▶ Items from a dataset

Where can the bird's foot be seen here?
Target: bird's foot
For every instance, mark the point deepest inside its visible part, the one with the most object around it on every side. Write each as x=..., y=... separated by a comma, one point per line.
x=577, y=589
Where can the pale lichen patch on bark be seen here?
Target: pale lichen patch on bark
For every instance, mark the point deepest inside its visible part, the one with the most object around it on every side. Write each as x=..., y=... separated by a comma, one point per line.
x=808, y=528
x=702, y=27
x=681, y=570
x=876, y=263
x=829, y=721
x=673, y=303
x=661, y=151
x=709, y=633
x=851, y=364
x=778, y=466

▶ AIM OF THE EXERCISE
Say how many lines of the data include the word "lichen". Respond with the number alone.

▶ ANSWER SECTION
2